Passage shown:
==============================

Until, like many milestone moments in our autism journey with our children, we asked ourselves a very simple question – is anyone having a good time? Well, not really. I mean yes, but sort of. It was more stress than anything.
And the second question – why does it matter what everyone else does? Isn’t it more important to do what’s right and comfortable for Lil D and for our family? How long are we going to try and make him, and us, fit into the social mores of the community in which we live? Why can’t we balance that with making the community and social mores work for what our son – and his family – can manage? Because inclusion for the sake of inclusion? Well that helps no one.As usual, my husband came to this epiphany well before I did. It took longer to convince me. I was worried that if we started leaving Lil D at home, if we ventured into this fractured family-sort of mindset, then would we ever be able to pull out? Would it become so easy to have him stay at home that we wouldn’t push him (and ourselves) – when it was an appropriate time to – attend functions, parties and other social engagements together?
We said Bismillah and made the necessary changes.
Which brought us to that party about six years – just a typical Saturday night desi party – with the buffet-style food, biryani, men in the living room and women in the family room, kids everywhere and dinner being served at 8:30 p.m. when we all had been invited to be there at 7. Pregnant with my third child, I sat on the sofa with the ladies, while A played around the house, and just chilled.
And my friend remarked on how I was looking relaxed for the first time at such a party.
I remember that flush of guilt that rose up in my face. I’m always one whose emotions are clearly etched on my face. And then the flush subsided. Because it was ok. Sometimes these situations wouldn’t work for Lil D. Sometimes they would. We would figure them out, one at a time, keeping his peace of mind, and ours, as our guidepost.
If autism is a journey, as the cliché goes, then it’s one where we’ve certainly stumbled through traffic jams, roadblocks and potholes as we continue to figure out what works and doesn’t work for our family. We now know better which homes work better for Lil D, how many people are too many people for him, what internal triggers we have to be aware of before we decide whether to go somewhere together, what things are truly worth it for us to attend as a family — for him to learn how to manage (our huge community Eid prayers come to mind) — and what things are not.
We’ve learned that what is most important is to try and do what works for our son, our children, our family. Not at the expense of others, but with respect to ourselves and others.

==============================

Set of tasks:
A - In the passage above, at what time was dinner served at the Saturday night party?
B - The passage compares autism to a journey. Name every obstacle it says the family has stumbled through on that journey.

Information supplied:
==============================

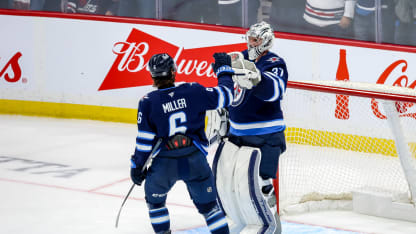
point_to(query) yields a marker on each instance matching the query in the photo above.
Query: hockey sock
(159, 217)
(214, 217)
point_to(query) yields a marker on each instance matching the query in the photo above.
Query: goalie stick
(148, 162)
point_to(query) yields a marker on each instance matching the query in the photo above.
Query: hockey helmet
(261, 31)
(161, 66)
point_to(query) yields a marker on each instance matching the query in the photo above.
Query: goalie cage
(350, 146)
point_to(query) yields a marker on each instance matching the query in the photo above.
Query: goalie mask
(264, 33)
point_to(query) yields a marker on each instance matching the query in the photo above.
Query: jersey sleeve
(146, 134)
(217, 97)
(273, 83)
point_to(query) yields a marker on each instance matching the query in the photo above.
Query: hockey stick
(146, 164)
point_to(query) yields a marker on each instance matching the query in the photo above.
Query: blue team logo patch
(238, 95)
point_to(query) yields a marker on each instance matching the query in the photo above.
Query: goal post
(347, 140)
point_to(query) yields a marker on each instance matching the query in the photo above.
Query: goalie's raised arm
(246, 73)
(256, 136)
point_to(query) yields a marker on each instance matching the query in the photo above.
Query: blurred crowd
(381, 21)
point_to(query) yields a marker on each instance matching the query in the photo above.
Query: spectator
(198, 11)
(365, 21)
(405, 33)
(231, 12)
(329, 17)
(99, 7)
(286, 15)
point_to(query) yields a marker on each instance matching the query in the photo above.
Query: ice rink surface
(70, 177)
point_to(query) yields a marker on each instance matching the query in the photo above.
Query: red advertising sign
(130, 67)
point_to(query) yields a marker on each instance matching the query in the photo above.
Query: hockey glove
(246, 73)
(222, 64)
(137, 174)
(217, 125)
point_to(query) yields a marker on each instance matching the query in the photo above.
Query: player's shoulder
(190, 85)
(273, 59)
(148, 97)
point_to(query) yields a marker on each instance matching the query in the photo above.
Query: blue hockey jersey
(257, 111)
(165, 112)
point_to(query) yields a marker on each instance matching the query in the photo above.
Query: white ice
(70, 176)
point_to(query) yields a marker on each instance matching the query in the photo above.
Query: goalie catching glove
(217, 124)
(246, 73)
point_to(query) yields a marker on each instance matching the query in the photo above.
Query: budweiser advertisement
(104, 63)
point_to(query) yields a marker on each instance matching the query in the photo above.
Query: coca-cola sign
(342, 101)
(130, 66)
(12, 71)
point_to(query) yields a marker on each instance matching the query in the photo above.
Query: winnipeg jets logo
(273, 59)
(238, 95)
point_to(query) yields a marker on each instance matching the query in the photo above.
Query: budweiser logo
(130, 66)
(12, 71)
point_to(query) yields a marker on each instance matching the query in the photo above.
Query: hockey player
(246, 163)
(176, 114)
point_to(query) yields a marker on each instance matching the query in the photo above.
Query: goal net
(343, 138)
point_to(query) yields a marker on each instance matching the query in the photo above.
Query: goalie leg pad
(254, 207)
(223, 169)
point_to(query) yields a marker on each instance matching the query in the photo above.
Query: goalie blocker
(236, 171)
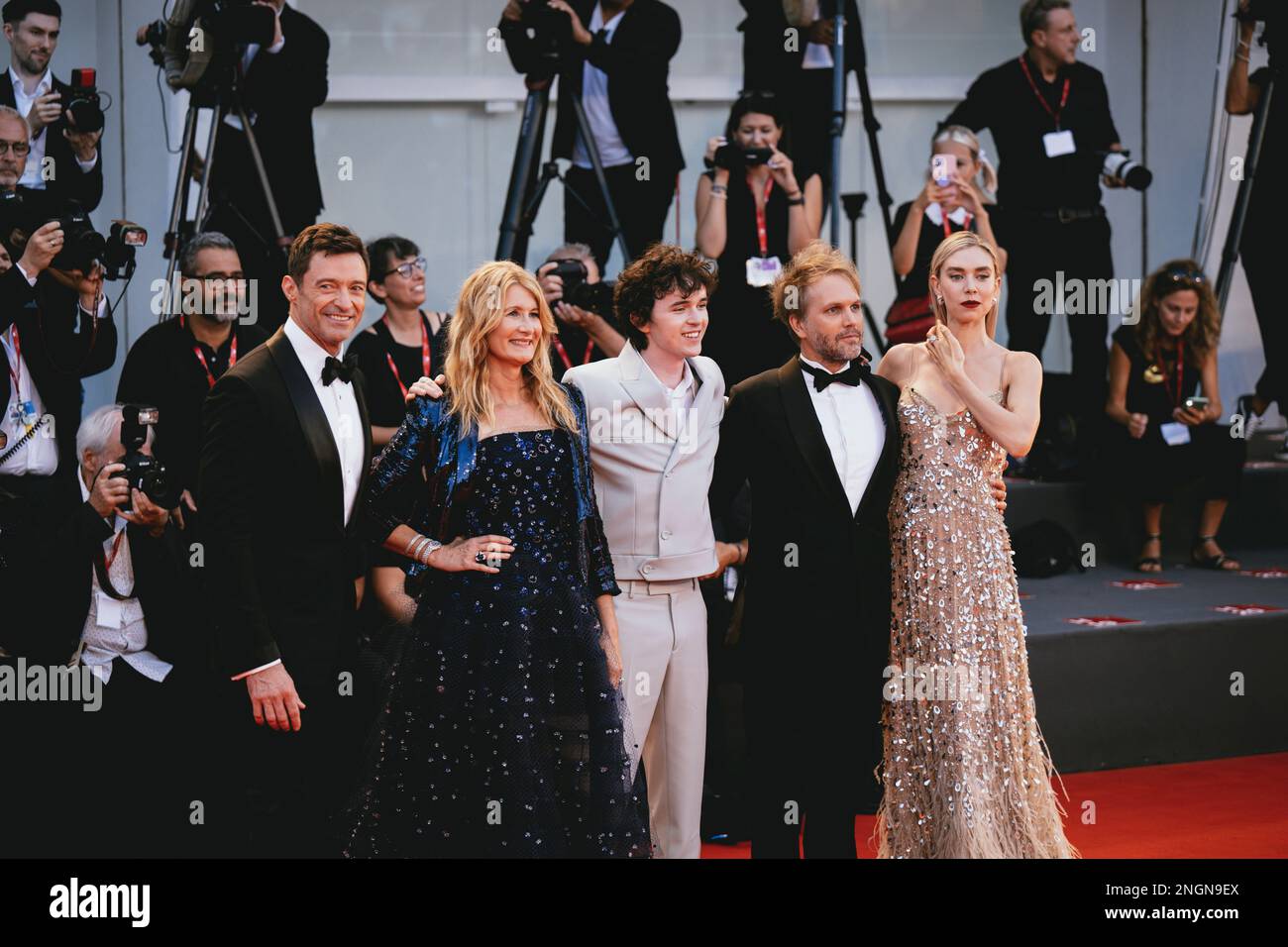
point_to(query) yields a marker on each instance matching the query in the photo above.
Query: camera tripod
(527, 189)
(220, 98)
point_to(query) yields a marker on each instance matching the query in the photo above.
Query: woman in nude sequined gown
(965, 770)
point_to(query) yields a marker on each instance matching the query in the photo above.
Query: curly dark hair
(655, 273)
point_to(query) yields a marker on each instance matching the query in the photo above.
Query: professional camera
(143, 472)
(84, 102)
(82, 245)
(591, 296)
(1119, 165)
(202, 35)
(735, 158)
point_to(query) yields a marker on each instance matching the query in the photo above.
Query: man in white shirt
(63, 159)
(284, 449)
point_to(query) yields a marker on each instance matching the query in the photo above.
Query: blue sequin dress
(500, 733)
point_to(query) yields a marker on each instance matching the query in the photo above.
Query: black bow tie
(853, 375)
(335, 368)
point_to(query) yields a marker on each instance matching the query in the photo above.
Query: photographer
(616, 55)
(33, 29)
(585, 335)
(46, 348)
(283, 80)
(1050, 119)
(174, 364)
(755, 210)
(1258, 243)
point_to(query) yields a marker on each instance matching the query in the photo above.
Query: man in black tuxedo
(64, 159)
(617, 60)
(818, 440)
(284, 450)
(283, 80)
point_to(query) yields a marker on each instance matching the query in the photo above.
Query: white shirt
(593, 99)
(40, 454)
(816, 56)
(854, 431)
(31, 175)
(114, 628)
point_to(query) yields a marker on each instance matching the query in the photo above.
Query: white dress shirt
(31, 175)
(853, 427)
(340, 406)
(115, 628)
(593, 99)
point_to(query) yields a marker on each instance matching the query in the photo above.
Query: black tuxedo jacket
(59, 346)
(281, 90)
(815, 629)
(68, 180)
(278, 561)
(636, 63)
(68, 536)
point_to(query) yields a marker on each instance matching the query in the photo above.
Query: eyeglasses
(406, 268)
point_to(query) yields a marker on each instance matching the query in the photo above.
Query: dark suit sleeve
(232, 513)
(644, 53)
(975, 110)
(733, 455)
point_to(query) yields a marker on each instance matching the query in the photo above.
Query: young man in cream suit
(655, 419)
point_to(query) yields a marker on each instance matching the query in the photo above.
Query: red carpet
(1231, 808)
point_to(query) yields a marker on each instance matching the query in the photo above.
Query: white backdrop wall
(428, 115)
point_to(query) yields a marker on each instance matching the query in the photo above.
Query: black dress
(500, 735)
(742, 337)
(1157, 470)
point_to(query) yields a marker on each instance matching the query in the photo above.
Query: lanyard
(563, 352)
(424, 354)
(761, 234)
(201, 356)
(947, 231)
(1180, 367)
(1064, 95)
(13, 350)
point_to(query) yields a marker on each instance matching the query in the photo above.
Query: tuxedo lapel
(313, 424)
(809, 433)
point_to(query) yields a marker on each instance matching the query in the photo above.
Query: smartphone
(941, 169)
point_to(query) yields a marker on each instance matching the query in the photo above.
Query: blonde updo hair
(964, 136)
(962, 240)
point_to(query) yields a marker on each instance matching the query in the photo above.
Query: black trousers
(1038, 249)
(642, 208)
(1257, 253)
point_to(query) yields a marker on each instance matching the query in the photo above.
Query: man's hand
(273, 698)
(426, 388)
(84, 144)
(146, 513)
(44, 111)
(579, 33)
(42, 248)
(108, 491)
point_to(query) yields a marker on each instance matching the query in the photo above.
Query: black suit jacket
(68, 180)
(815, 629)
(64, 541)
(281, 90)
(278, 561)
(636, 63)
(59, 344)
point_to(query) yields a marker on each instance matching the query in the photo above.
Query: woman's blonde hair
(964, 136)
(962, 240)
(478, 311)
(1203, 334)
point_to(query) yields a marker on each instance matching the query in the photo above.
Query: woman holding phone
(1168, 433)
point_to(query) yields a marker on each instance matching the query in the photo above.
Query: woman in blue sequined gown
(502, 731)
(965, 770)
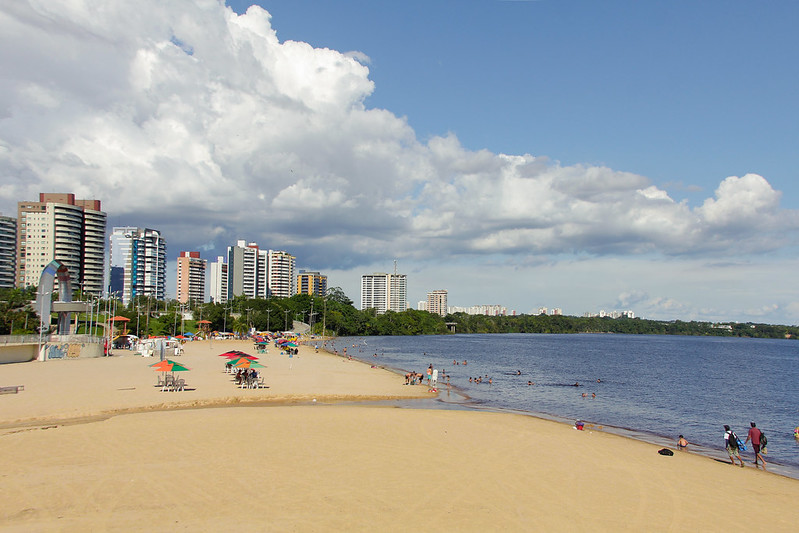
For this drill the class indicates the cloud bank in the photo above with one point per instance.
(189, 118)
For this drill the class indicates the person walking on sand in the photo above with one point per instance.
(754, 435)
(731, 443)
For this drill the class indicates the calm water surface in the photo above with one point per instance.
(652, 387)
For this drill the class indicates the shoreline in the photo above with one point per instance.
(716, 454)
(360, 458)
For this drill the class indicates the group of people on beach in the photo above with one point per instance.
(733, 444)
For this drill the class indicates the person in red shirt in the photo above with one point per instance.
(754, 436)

==============================

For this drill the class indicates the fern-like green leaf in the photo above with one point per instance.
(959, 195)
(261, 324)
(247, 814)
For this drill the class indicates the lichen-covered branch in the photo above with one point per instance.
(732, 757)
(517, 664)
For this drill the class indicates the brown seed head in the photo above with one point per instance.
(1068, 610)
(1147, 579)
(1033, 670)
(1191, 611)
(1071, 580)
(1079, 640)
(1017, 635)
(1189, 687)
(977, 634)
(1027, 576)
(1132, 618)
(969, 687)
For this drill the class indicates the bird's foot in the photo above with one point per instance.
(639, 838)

==============================

Task responses:
A - Dinner was served at 8:30 p.m.

B - Traffic jams, roadblocks and potholes.